● Provided text:
□ □ □ □ □ □ □
Primary elections are over, spring has come, we’ve sprung forward an hour, and it is time for me to suggest books for you to consider for the new season’s reading.

Memories and recipes for family meals, how a basketball game broke the rigid rules of segregation long before the 1960s, a primer on our state’s favorite food, traveling along our creeks and rivers where they meet the tidewaters, following the rise of the state’s Republicans through the life of a former governor, and a long-awaited new literary thriller from a best-selling author.

longing for home

Sunday Dinner by Bridgette Lacy

In “Sunday Dinner,” a “Savor the South” cookbook, Raleigh journalist Bridgette Lacy, shares her memories of Sunday dinners at her grandparents’ house in Lynchburg, Va., sitting down with “parents, aunts and uncles, siblings, and cousins to a meal of fried chicken, potato salad, green beans, and yeast rolls.” Lacy shares these memories along with heaping helpings of simple recipes from her family and friends, including Grandma’s Fried Chicken, Mama’s Meaty Crab Cakes, and Papa’s Picnic Ham with Jack Daniels and Cloves.
□ □ □ □ □ □ □
● Your tasks:
a) Quote everything in the spring book column from "longing for home" down to "Daniels and Cloves.".
b) According to the spring book column, where did the Sunday dinners that Bridgette Lacy remembers take place?
c) Does each statement agree with the spring book column? Answer yes or no for each, and quote the words that decide it. (i) Bridgette Lacy is a journalist based in Raleigh. (ii) The Sunday dinners Lacy recalls were held at her parents’ house. (iii) Grandma’s Fried Chicken is one of the recipes in "Sunday Dinner."

● Information provided:
□ □ □ □ □ □ □
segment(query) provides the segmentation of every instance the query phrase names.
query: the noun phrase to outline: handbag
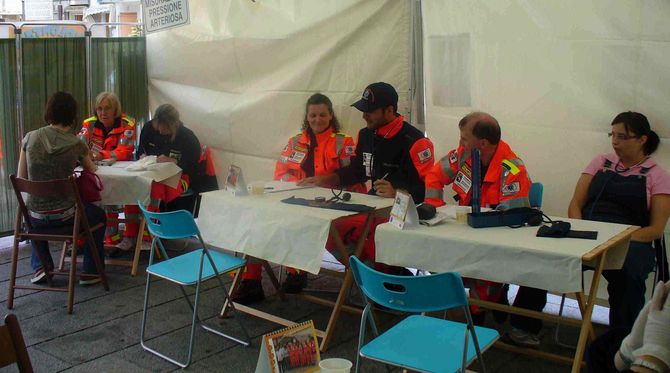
□ □ □ □ □ □ □
● Answers to the tasks:
a)
longing for home

Sunday Dinner by Bridgette Lacy

In “Sunday Dinner,” a “Savor the South” cookbook, Raleigh journalist Bridgette Lacy, shares her memories of Sunday dinners at her grandparents’ house in Lynchburg, Va., sitting down with “parents, aunts and uncles, siblings, and cousins to a meal of fried chicken, potato salad, green beans, and yeast rolls.” Lacy shares these memories along with heaping helpings of simple recipes from her family and friends, including Grandma’s Fried Chicken, Mama’s Meaty Crab Cakes, and Papa’s Picnic Ham with Jack Daniels and Cloves.

b) At her grandparents’ house in Lynchburg, Va.

c)
(i) Yes: "Raleigh journalist Bridgette Lacy"
(ii) No: "Sunday dinners at her grandparents’ house in Lynchburg, Va."
(iii) Yes: "including Grandma’s Fried Chicken"